- Instructions -
1. In the newsletter excerpt, change "mutually exclusive" to "incompatible" and write out the passage between "February, 2020" and "be mutually exclusive!", inclusive.
2. Extend the newsletter on kids and art, picking up after its last sentence.

- Page excerpt -
★ ★ ★

Erin Farnsworth Studio



    Monthly Newsletter

    February, 2020

  • Kids and Art
    I have kids (5 of them). I also make art. I also love to see art. Sometimes it seems kids and art don't mix very well--but they don't necessarily need to be mutually exclusive!

    This month, I'm excited to tell you all about three topics involving kids and art:

    1. Making Art around Kids
    2. Teaching Art to Kids
    3. Showing Art to Kids (or, experiencing art with kids)
  • My family and I outside the Louvre Museum in Paris, France a few years back
  • Making Art around Kids
    We all have a need to create.
    But how do you do it around little (or even big) people who have the capacity to destroy just as fast as you create?
    First, a few personal stories...
    At some point, each of my five kids has messed up something I was working on--but a few of those times were doosies. 
    Early on in my "Arranged Stones" series (watercolor paintings of polished rocks), I was doing all my work from the kitchen table. While painting a row of green and pink unakite stones, I stood up and turned around just long enough for my 3-year-old son to grab a paintbrush, dip it in thick, wet, red paint (fresh from the tube), and paint a big, red stripe across the clean white paper above the rocks in my painting--an area that was supposed to stay clean and white. 
    After a momentary panic, I grabbed the painting, ran to the sink, and started to scrub under running water. I scrubbed and scrubbed that big red stripe. Red is a staining color, but I scrubbed, dried and scrubbed again until all I could see was a very slight, lingering pinkish hue--light enough that once it was dry (& I'd burnished the watercolor paper a little to make the scrubbed fibers lay down more), I was the only one who noticed it. That painting was in several shows and now graces the wall of my mother and father-in-law's home. You can see an image of it below.

★ ★ ★

- Information supplied -

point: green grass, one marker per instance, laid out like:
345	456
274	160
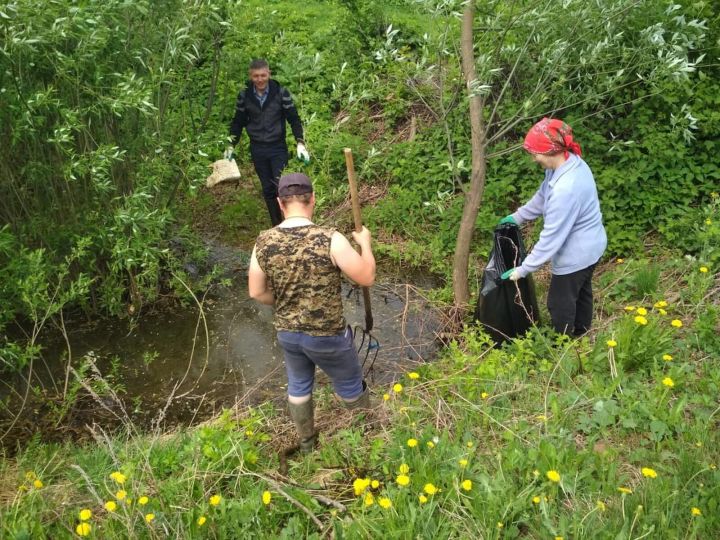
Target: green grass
491	425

★ ★ ★

- Task responses -
1.
February, 2020

  • Kids and Art
    I have kids (5 of them). I also make art. I also love to see art. Sometimes it seems kids and art don't mix very well--but they don't necessarily need to be incompatible!

2.
    The experience taught me a few things: One, that using good quality, thick watercolor paper can save your painting! Two, when working on a project with kids around, things can go south in a heartbeat. I was a fairly new mom at the time, and this was one of my early experiences in just how fast kids can get into trouble.
    Unakite Spread, 10.5 X 13 inches, watercolor on paper
    A more recent example...
    Fast forward a bunch of years, and that 3-year-old is now 6 feet tall and has 4 younger siblings who have given me their own gifts of momentary panic.
    Just last week my 12-year-old daughter proved that it's not just the little kids you have to watch out for...
    It was almost time to be leaving for her piano lesson, and my daughter was nowhere to be found. I finally located her in my art studio (problem #1--my kids aren't allowed in there without me). She was at my easle painting blue onto one of my freshley gessoed canvases (problem #2) with something that I first thought must be acrylic paint. Turns out it wasn't acrylic--it was my recently bought, quite expensive Vasari oil paint (problem #3). She had squeezed out a good amount of every color she could find (that's #4) onto my enamel watercolor tray right on top of the dry watercolor paint (and #5).

    On the left is the photo I took to show her when she's a mom and her kids get into her things. Just so she knows it's all part of the process. ;)
    Why do I have to re-learn the same lessons in life?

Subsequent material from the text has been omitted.